# Directives
**A)** From the membrane switch excerpt, list each part of membrane switch 100 that carries a three-digit reference number, along with that number.
**B)** Please transcribe the stretch of the membrane switch excerpt from "It shall be" through "from a top.".

FIG. 1 is a top view illustrating a membrane switch according to an embodiment of the invention. FIG. 2 is a sectional view illustrating the membrane switch of FIG. 1 along a line A-A, wherein part of the components of FIG. 1 are not shown in FIG. 2 to better identify an internal structure thereof. Referring to both FIG. 1 and FIG. 2, in the present embodiment, a membrane switch 100 includes a first membrane 110, a second membrane 120, and an adhesive layer 130, wherein the first membrane 110 and the second membrane 120 are combined to each other merely by the adhesive layer 130. Moreover, a conductive layer 140 including a line 144 and an electrode pair 142 is disposed between the first membrane 110 and the second membrane 120. The electrode pair 142 includes a first electrode A1 disposed on the first membrane 110 and a second electrode A2 disposed on the second membrane 120. As illustrated in FIG. 2, the first electrode A1 and the second electrode A2 face to each other and a gap exists between the two electrodes A1, A2 to be acted as a touch portion of the membrane switch 100. When an external force presses the membrane switch 100 and causes the first electrode A1 and the second electrode A2 to be press-connected and electrically conducted to each other (i.e., the electrodes contact each other), a conduction signal generated therefrom is transmitted to a control element (not illustrated) via the line 144 to generate an expected switch driving signal for achieving activating effect of the membrane switch 100. When the external force is removed, by elasticity of the first membrane 110 and the second membrane 120, the membrane switch 100 is restored to a state as shown in FIG. 2 where the first electrode A1 and the second electrode A2 are separated from each other.

It shall be mentioned here that the membrane switch in the existing art is invariably provided with a compartment layer between the first membrane and the second membrane, while the present embodiment merely provides the adhesive layer 130 and it is not necessary to dispose an additional compartment layer between the first membrane 110 and the second membrane 120 (i.e., only one adhesive layer exists, or it can be seen that no compartment layer exists between the adhesive layer), such that the membrane switch 100 of the present embodiment can achieve better effect of becoming light and thin. Such arrangement further reduces a hole size formed by a peripheral space (i.e., a blank portion about the electrode pair 142 as in FIG. 1) of the electrode pair 142 when viewed from a top.

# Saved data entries
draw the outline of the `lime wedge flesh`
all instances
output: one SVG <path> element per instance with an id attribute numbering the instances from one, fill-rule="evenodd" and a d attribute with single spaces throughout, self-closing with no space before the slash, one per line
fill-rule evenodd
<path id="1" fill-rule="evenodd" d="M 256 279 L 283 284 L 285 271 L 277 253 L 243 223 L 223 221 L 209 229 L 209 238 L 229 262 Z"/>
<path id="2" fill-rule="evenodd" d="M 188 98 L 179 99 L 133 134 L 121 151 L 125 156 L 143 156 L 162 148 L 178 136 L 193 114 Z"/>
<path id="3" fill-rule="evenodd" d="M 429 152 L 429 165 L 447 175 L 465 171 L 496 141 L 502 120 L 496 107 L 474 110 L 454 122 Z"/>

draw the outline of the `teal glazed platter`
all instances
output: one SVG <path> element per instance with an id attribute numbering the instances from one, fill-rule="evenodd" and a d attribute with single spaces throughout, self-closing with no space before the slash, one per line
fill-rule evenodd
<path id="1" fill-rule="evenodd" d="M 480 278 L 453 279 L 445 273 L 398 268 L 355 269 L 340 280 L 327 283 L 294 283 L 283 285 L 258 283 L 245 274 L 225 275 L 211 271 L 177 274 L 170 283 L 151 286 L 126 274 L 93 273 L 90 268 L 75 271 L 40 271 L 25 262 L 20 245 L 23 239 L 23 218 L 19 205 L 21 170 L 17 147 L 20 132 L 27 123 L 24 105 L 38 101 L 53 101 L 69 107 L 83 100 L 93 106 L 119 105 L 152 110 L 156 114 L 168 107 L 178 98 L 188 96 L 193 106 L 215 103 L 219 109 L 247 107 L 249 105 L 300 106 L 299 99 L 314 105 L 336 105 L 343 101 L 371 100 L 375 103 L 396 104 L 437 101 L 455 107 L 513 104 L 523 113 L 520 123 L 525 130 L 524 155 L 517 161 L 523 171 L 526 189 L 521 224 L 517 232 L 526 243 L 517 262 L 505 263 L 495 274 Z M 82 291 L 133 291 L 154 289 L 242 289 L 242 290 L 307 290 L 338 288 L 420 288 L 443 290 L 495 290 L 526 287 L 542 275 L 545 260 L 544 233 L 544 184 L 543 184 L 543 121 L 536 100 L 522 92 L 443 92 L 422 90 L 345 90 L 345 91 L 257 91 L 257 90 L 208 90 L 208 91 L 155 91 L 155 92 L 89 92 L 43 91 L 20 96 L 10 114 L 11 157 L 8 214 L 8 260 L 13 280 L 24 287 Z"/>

# Written responses
**A)**
first membrane 110
second membrane 120
adhesive layer 130
conductive layer 140
electrode pair 142
line 144

**B)**
It shall be mentioned here that the membrane switch in the existing art is invariably provided with a compartment layer between the first membrane and the second membrane, while the present embodiment merely provides the adhesive layer 130 and it is not necessary to dispose an additional compartment layer between the first membrane 110 and the second membrane 120 (i.e., only one adhesive layer exists, or it can be seen that no compartment layer exists between the adhesive layer), such that the membrane switch 100 of the present embodiment can achieve better effect of becoming light and thin. Such arrangement further reduces a hole size formed by a peripheral space (i.e., a blank portion about the electrode pair 142 as in FIG. 1) of the electrode pair 142 when viewed from a top.